-- start of Information supplied --

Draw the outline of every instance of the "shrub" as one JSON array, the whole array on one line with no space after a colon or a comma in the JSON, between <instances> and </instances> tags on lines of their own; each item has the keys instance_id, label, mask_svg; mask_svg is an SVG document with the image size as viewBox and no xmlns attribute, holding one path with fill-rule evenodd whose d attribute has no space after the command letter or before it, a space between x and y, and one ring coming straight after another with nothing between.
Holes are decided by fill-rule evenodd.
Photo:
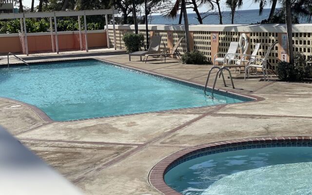
<instances>
[{"instance_id":1,"label":"shrub","mask_svg":"<svg viewBox=\"0 0 312 195\"><path fill-rule=\"evenodd\" d=\"M144 45L144 37L142 34L127 33L123 36L122 40L129 53L137 51Z\"/></svg>"},{"instance_id":2,"label":"shrub","mask_svg":"<svg viewBox=\"0 0 312 195\"><path fill-rule=\"evenodd\" d=\"M186 52L182 55L182 62L184 64L204 64L208 62L207 57L200 52L193 50L191 52Z\"/></svg>"},{"instance_id":3,"label":"shrub","mask_svg":"<svg viewBox=\"0 0 312 195\"><path fill-rule=\"evenodd\" d=\"M278 62L277 74L278 78L285 81L302 80L309 77L311 73L311 57L306 59L305 55L300 52L293 56L293 64L284 61Z\"/></svg>"}]
</instances>

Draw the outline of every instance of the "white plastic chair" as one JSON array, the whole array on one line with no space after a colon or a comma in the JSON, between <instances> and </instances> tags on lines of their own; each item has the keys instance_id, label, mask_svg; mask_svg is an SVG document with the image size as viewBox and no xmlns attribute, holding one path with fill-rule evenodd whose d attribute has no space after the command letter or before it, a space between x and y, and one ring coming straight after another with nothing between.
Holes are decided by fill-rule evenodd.
<instances>
[{"instance_id":1,"label":"white plastic chair","mask_svg":"<svg viewBox=\"0 0 312 195\"><path fill-rule=\"evenodd\" d=\"M227 53L218 52L214 57L214 66L215 62L222 63L223 66L225 64L229 64L231 61L235 60L236 56L233 54L236 54L238 49L238 42L231 42ZM225 54L224 57L218 57L218 54Z\"/></svg>"},{"instance_id":2,"label":"white plastic chair","mask_svg":"<svg viewBox=\"0 0 312 195\"><path fill-rule=\"evenodd\" d=\"M268 70L267 70L267 61L268 60L268 58L270 56L270 54L271 52L271 50L274 47L274 46L277 43L278 41L275 41L272 43L271 45L268 48L268 51L266 54L264 58L251 58L248 60L248 62L246 64L245 70L245 76L244 77L244 80L246 80L246 76L247 75L247 77L249 77L249 69L250 68L261 68L262 70L262 73L263 73L263 78L264 78L264 80L266 80L266 76L265 73L266 72L267 77L269 77L269 75L268 74ZM260 62L257 63L257 62Z\"/></svg>"}]
</instances>

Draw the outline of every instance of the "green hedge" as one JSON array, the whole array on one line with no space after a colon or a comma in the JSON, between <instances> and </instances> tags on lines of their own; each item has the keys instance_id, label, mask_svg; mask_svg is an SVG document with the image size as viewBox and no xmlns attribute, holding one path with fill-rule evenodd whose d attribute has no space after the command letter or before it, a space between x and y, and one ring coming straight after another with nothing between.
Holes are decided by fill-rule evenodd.
<instances>
[{"instance_id":1,"label":"green hedge","mask_svg":"<svg viewBox=\"0 0 312 195\"><path fill-rule=\"evenodd\" d=\"M88 30L104 29L104 23L101 22L87 22ZM71 31L78 30L77 20L73 18L58 20L58 31ZM28 33L39 33L50 31L50 21L47 19L38 20L26 19L26 26ZM53 23L54 27L54 22ZM81 21L81 29L84 30L83 20ZM9 20L0 21L0 34L18 33L20 32L20 20Z\"/></svg>"}]
</instances>

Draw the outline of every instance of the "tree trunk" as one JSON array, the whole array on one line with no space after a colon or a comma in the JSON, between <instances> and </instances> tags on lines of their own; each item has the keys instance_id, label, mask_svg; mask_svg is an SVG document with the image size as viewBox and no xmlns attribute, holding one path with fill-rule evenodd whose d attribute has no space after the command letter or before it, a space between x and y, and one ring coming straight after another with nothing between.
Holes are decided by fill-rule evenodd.
<instances>
[{"instance_id":1,"label":"tree trunk","mask_svg":"<svg viewBox=\"0 0 312 195\"><path fill-rule=\"evenodd\" d=\"M34 4L35 3L35 0L31 0L31 8L30 8L30 11L34 12Z\"/></svg>"},{"instance_id":2,"label":"tree trunk","mask_svg":"<svg viewBox=\"0 0 312 195\"><path fill-rule=\"evenodd\" d=\"M272 0L272 6L271 6L271 11L270 12L269 19L268 19L268 20L270 20L272 19L272 17L273 17L273 15L274 15L274 12L275 12L275 8L276 6L277 3L277 0Z\"/></svg>"},{"instance_id":3,"label":"tree trunk","mask_svg":"<svg viewBox=\"0 0 312 195\"><path fill-rule=\"evenodd\" d=\"M148 12L147 11L147 0L144 0L145 8L145 33L146 34L146 44L149 45L148 41L148 19L147 15Z\"/></svg>"},{"instance_id":4,"label":"tree trunk","mask_svg":"<svg viewBox=\"0 0 312 195\"><path fill-rule=\"evenodd\" d=\"M187 13L185 7L185 0L181 0L181 6L183 10L183 19L184 19L184 29L185 30L185 40L186 41L186 50L191 51L190 47L190 32L189 31L189 20L187 18Z\"/></svg>"},{"instance_id":5,"label":"tree trunk","mask_svg":"<svg viewBox=\"0 0 312 195\"><path fill-rule=\"evenodd\" d=\"M196 13L196 15L197 16L197 20L198 20L198 22L200 24L203 24L203 20L201 19L201 16L200 16L200 14L199 14L199 12L198 11L198 8L197 6L197 4L196 4L196 1L195 0L192 0L192 3L194 6L193 8L193 10Z\"/></svg>"},{"instance_id":6,"label":"tree trunk","mask_svg":"<svg viewBox=\"0 0 312 195\"><path fill-rule=\"evenodd\" d=\"M293 62L293 50L292 50L292 2L291 0L286 0L285 20L287 38L288 41L288 50L289 51L289 62Z\"/></svg>"},{"instance_id":7,"label":"tree trunk","mask_svg":"<svg viewBox=\"0 0 312 195\"><path fill-rule=\"evenodd\" d=\"M136 9L135 0L132 0L132 13L133 14L133 19L135 21L135 31L136 34L138 34L138 27L137 26L137 19L136 18Z\"/></svg>"},{"instance_id":8,"label":"tree trunk","mask_svg":"<svg viewBox=\"0 0 312 195\"><path fill-rule=\"evenodd\" d=\"M68 0L64 0L64 4L63 4L63 6L62 7L62 11L65 11L66 10L66 8L67 7L68 4Z\"/></svg>"},{"instance_id":9,"label":"tree trunk","mask_svg":"<svg viewBox=\"0 0 312 195\"><path fill-rule=\"evenodd\" d=\"M19 2L20 2L20 12L24 12L24 10L23 9L23 3L21 2L21 0L19 0Z\"/></svg>"},{"instance_id":10,"label":"tree trunk","mask_svg":"<svg viewBox=\"0 0 312 195\"><path fill-rule=\"evenodd\" d=\"M222 13L221 12L221 8L220 8L220 3L219 3L219 1L220 0L216 0L215 3L216 3L216 5L218 6L218 11L219 11L219 24L223 24L222 23Z\"/></svg>"},{"instance_id":11,"label":"tree trunk","mask_svg":"<svg viewBox=\"0 0 312 195\"><path fill-rule=\"evenodd\" d=\"M181 8L181 10L180 10L180 17L179 17L179 24L181 24L182 23L182 17L183 16L183 10L182 8Z\"/></svg>"},{"instance_id":12,"label":"tree trunk","mask_svg":"<svg viewBox=\"0 0 312 195\"><path fill-rule=\"evenodd\" d=\"M38 11L42 12L42 1L43 0L40 0L39 1L39 6L38 6Z\"/></svg>"}]
</instances>

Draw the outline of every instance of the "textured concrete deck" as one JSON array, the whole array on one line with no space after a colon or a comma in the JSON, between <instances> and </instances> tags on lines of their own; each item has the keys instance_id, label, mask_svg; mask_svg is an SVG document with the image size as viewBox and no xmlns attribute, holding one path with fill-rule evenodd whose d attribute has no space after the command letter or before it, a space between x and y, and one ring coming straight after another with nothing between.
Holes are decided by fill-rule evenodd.
<instances>
[{"instance_id":1,"label":"textured concrete deck","mask_svg":"<svg viewBox=\"0 0 312 195\"><path fill-rule=\"evenodd\" d=\"M201 84L211 67L100 54L96 58ZM85 56L71 58L79 58ZM0 99L0 124L86 194L158 195L149 183L149 171L182 149L242 138L312 136L311 84L259 79L234 83L237 89L222 88L264 100L65 122L43 121L29 108L12 107L20 104Z\"/></svg>"}]
</instances>

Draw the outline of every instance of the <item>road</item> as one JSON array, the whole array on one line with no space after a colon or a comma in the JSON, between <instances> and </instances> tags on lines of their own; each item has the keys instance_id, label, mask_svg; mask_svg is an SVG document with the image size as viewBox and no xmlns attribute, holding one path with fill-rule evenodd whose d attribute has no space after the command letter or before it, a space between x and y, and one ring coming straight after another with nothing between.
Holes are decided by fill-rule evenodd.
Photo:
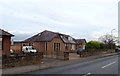
<instances>
[{"instance_id":1,"label":"road","mask_svg":"<svg viewBox=\"0 0 120 76\"><path fill-rule=\"evenodd\" d=\"M27 74L118 74L118 55L56 68L29 72Z\"/></svg>"}]
</instances>

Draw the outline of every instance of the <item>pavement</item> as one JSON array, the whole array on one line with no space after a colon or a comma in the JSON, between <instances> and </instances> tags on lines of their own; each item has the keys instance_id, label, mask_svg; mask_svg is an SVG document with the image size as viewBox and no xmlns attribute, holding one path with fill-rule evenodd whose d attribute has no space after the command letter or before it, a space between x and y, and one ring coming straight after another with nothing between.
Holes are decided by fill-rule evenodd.
<instances>
[{"instance_id":1,"label":"pavement","mask_svg":"<svg viewBox=\"0 0 120 76\"><path fill-rule=\"evenodd\" d=\"M88 74L118 74L118 55L26 74L82 74L83 76Z\"/></svg>"},{"instance_id":2,"label":"pavement","mask_svg":"<svg viewBox=\"0 0 120 76\"><path fill-rule=\"evenodd\" d=\"M80 58L78 55L70 54L71 58L68 61L44 58L43 59L44 62L42 62L41 64L2 69L2 74L24 74L28 72L37 71L37 70L43 70L48 68L54 68L59 66L65 66L65 65L90 61L90 60L94 60L94 59L105 57L105 56L112 56L115 54L117 53L102 54L102 55L90 56L85 58Z\"/></svg>"}]
</instances>

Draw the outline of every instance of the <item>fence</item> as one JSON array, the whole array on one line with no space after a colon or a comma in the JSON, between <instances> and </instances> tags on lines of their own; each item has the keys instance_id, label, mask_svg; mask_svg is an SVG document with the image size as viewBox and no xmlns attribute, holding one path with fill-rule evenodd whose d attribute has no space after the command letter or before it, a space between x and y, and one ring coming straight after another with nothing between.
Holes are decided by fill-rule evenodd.
<instances>
[{"instance_id":1,"label":"fence","mask_svg":"<svg viewBox=\"0 0 120 76\"><path fill-rule=\"evenodd\" d=\"M96 50L85 50L80 52L80 57L87 57L87 56L94 56L94 55L100 55L104 53L114 53L115 50L109 50L109 49L98 49Z\"/></svg>"},{"instance_id":2,"label":"fence","mask_svg":"<svg viewBox=\"0 0 120 76\"><path fill-rule=\"evenodd\" d=\"M17 66L39 64L43 58L43 53L26 53L17 55L4 55L2 57L2 68L11 68Z\"/></svg>"}]
</instances>

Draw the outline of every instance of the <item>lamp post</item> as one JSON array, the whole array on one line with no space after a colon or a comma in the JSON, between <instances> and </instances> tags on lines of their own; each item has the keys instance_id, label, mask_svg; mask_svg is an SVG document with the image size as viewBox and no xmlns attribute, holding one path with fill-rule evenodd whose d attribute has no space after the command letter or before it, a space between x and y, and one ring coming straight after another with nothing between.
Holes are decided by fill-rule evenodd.
<instances>
[{"instance_id":1,"label":"lamp post","mask_svg":"<svg viewBox=\"0 0 120 76\"><path fill-rule=\"evenodd\" d=\"M111 30L111 39L113 40L113 36L112 36L112 32L114 31L115 29L112 29ZM112 41L112 43L113 43L113 41ZM112 49L112 47L113 47L113 44L111 45L111 49Z\"/></svg>"},{"instance_id":2,"label":"lamp post","mask_svg":"<svg viewBox=\"0 0 120 76\"><path fill-rule=\"evenodd\" d=\"M111 30L111 37L112 37L112 32L113 32L114 30L115 30L115 29L112 29L112 30Z\"/></svg>"}]
</instances>

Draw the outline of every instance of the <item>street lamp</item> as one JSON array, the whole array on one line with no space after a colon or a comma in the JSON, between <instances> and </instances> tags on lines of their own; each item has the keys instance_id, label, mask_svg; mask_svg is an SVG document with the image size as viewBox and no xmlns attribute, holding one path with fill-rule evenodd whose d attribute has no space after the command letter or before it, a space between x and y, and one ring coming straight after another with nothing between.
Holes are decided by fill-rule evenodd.
<instances>
[{"instance_id":1,"label":"street lamp","mask_svg":"<svg viewBox=\"0 0 120 76\"><path fill-rule=\"evenodd\" d=\"M113 36L112 36L112 32L114 31L115 29L112 29L111 30L111 39L113 40ZM113 47L113 44L111 45L111 49L112 49L112 47Z\"/></svg>"},{"instance_id":2,"label":"street lamp","mask_svg":"<svg viewBox=\"0 0 120 76\"><path fill-rule=\"evenodd\" d=\"M115 29L112 29L112 30L111 30L111 37L112 37L112 32L113 32L114 30L115 30Z\"/></svg>"}]
</instances>

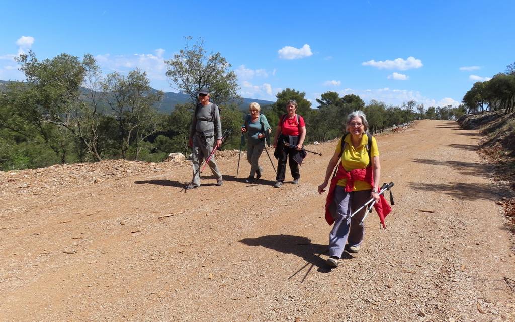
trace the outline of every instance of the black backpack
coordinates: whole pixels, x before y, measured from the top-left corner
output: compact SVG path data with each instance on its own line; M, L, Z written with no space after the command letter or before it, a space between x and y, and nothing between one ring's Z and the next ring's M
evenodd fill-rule
M195 117L197 117L197 113L198 113L199 109L202 107L202 104L199 103L197 104L197 106L195 108ZM213 122L215 119L215 109L218 109L218 115L220 115L221 113L220 113L220 108L218 105L216 105L214 103L211 102L211 121ZM221 117L220 117L221 118Z
M345 137L347 136L348 133L344 134L344 136L341 137L341 146L340 147L341 151L340 151L340 154L338 155L338 163L341 162L339 159L341 158L341 155L344 154L344 150L345 149L345 145L347 144L345 141ZM372 148L372 135L367 133L367 136L368 137L368 142L367 142L367 152L368 152L368 164L367 166L370 165L370 163L372 162L372 158L370 157L370 149ZM333 176L336 176L336 172L338 172L338 167L334 169L334 173L333 174Z
M345 141L345 137L347 136L348 133L344 134L344 136L341 137L341 151L340 151L340 154L338 155L338 158L341 157L341 155L344 153L344 150L345 149L345 145L347 144L347 142ZM368 153L368 164L367 166L370 165L370 163L372 162L372 158L370 157L370 149L372 148L372 135L368 133L366 133L367 136L368 137L368 142L367 142L367 152Z

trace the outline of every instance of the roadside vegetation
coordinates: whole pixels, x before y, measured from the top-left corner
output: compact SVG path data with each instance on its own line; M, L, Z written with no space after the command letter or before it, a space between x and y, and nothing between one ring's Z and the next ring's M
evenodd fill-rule
M201 40L192 43L191 38L186 38L184 48L166 62L166 75L173 87L188 94L191 101L176 105L168 114L160 112L163 93L151 88L146 73L140 70L127 76L104 75L89 54L80 58L62 53L40 61L30 52L18 60L25 80L0 83L3 171L106 159L160 162L171 152L187 155L196 93L202 87L210 88L220 108L224 128L239 129L246 113L238 106L241 98L230 64L219 52L207 52ZM505 84L506 80L515 77L503 75L489 82L496 80L492 84ZM358 109L366 113L372 134L416 119L456 119L468 112L512 110L512 94L508 98L503 94L499 99L490 95L483 99L474 88L495 86L474 86L474 95L467 93L458 107L426 107L413 100L400 106L374 100L366 104L356 95L340 97L332 92L322 94L314 106L305 93L286 88L276 95L274 103L262 106L262 113L274 127L285 113L286 102L297 100L298 112L308 129L306 142L311 142L341 135L342 120ZM237 149L239 141L236 132L224 149Z

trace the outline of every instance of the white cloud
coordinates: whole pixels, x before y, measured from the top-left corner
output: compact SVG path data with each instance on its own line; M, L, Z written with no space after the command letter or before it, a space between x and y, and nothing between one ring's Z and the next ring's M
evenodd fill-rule
M472 71L472 70L477 70L480 69L481 67L479 66L465 66L459 67L460 70L465 70L467 71Z
M281 59L298 59L308 57L313 53L307 44L302 46L302 48L297 48L290 46L286 46L277 51L279 54L279 58Z
M34 37L30 36L22 36L16 41L18 45L18 56L25 53L27 50L30 49L34 43Z
M453 106L457 106L460 104L460 102L456 101L450 97L444 97L440 100L437 103L438 106L447 106L448 105L452 105Z
M469 79L476 82L486 82L487 81L489 81L492 79L492 78L491 77L482 77L481 76L478 76L477 75L470 75L469 76Z
M238 78L241 80L250 80L254 77L262 77L266 78L268 77L268 73L265 69L251 69L245 67L245 65L242 65L234 70ZM272 74L275 73L275 69Z
M386 105L396 106L402 106L403 103L410 100L415 100L417 104L423 104L426 108L430 106L446 106L450 104L453 106L459 105L459 103L452 98L446 97L438 101L422 95L420 92L406 90L392 90L388 87L375 90L354 90L346 88L340 91L338 94L340 96L348 94L358 95L364 101L369 102L375 100L384 102Z
M275 101L276 94L282 90L281 88L273 88L271 85L267 83L258 85L247 81L242 82L240 86L241 88L238 94L242 97L268 101Z
M408 57L406 60L402 58L397 58L394 60L380 61L378 62L373 60L369 60L368 62L362 63L362 65L375 67L380 69L399 69L400 70L419 68L423 66L421 60L417 59L413 56Z
M16 41L16 44L20 47L30 48L34 43L34 37L22 36Z
M324 83L323 83L323 85L324 86L340 86L340 85L341 85L341 81L334 81L334 80L333 81L327 81L324 82Z
M391 75L388 75L388 79L394 79L396 80L407 80L409 79L409 77L403 74L399 74L398 73L394 72Z
M164 89L166 80L166 64L163 57L165 50L156 49L154 53L135 53L132 55L112 56L107 53L95 57L99 66L106 74L117 71L126 74L135 68L147 73L151 86L157 89ZM159 84L159 85L158 85Z

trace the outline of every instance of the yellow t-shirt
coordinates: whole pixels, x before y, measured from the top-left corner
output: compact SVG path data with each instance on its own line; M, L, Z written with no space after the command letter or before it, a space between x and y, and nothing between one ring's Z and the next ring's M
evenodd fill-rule
M365 133L361 138L361 145L357 149L354 149L352 145L350 133L345 137L345 149L341 154L341 165L346 171L350 171L355 169L365 169L368 165L370 159L368 157L368 152L367 151L367 144L368 143L368 136ZM341 151L341 138L338 141L336 146L336 153L339 154ZM377 142L375 138L372 137L372 145L370 146L370 156L379 155L379 150L377 149ZM341 179L337 184L338 186L345 187L347 183L346 178ZM368 190L372 189L372 186L365 181L356 180L354 182L354 191Z

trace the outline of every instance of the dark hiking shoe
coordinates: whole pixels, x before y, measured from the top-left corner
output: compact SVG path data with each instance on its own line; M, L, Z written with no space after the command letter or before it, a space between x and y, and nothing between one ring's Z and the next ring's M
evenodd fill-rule
M356 245L356 246L349 246L348 251L349 253L356 253L359 251L360 248L361 247L359 245Z
M339 263L339 258L336 256L331 256L327 259L327 260L325 261L325 263L332 267L336 268L338 267L338 264Z
M280 181L278 181L278 182L276 182L276 184L273 185L273 187L274 188L281 188L281 187L282 185L283 185L283 183L281 182Z
M258 170L256 170L256 178L259 179L260 177L261 177L261 172L263 172L263 168L261 167L258 168Z
M200 187L200 186L195 186L193 184L191 183L188 184L188 185L186 186L186 187L184 187L184 189L185 189L187 190L189 190L192 189L198 189Z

-- end of Information supplied --

**Instructions for the task**
Set out as a numbered list only the lines beginning at the one that contains "trace the outline of every instance of the white" and ending with the one that contains "M324 83L323 83L323", both included. Leave out any blank lines.

**Written answer**
1. trace the outline of every instance of the white cloud
2. coordinates: whole pixels, x before y, measured from the top-left corner
3. output: compact SVG path data with each instance on its own line; M, L, Z written with no space after the command letter or before it, a space between x and y, and nothing between one ring's Z and the next ring's M
4. evenodd fill-rule
5. M472 71L472 70L477 70L480 69L481 67L479 66L465 66L459 67L460 70L465 70L467 71Z
6. M281 59L298 59L308 57L313 53L307 44L302 46L302 48L297 48L290 46L286 46L277 51L279 54L279 58Z
7. M34 37L30 36L22 36L16 41L18 45L18 56L25 53L27 50L30 49L34 43Z
8. M453 106L457 106L460 104L460 102L456 101L450 97L444 97L440 100L437 103L438 106L447 106L448 105L452 105Z
9. M469 79L476 82L486 82L487 81L489 81L492 79L492 78L491 77L482 77L481 76L478 76L477 75L470 75L469 76Z
10. M238 78L241 80L250 80L254 77L262 77L266 78L268 77L268 73L265 69L251 69L245 67L245 65L242 65L234 70ZM272 74L275 73L275 69Z
11. M386 105L396 106L402 106L403 103L410 100L415 100L417 104L423 104L426 108L430 106L446 106L450 104L453 106L459 105L459 103L452 98L446 97L438 101L422 95L420 92L406 90L392 90L388 87L375 90L354 90L346 88L340 91L338 94L340 96L348 94L358 95L364 101L369 102L375 100L384 102Z
12. M275 101L276 94L282 90L281 88L273 88L271 85L267 83L258 85L247 81L242 82L240 86L241 88L238 94L242 97L268 101Z
13. M408 57L406 60L402 58L397 58L394 60L380 61L378 62L373 60L369 60L368 62L362 63L362 65L375 67L380 69L399 69L400 70L419 68L423 66L421 60L417 59L413 56Z
14. M16 41L16 44L20 47L30 48L34 43L34 37L22 36Z
15. M324 83L323 83L323 85L324 86L340 86L340 85L341 85L341 81L334 81L334 80L333 81L327 81L324 82Z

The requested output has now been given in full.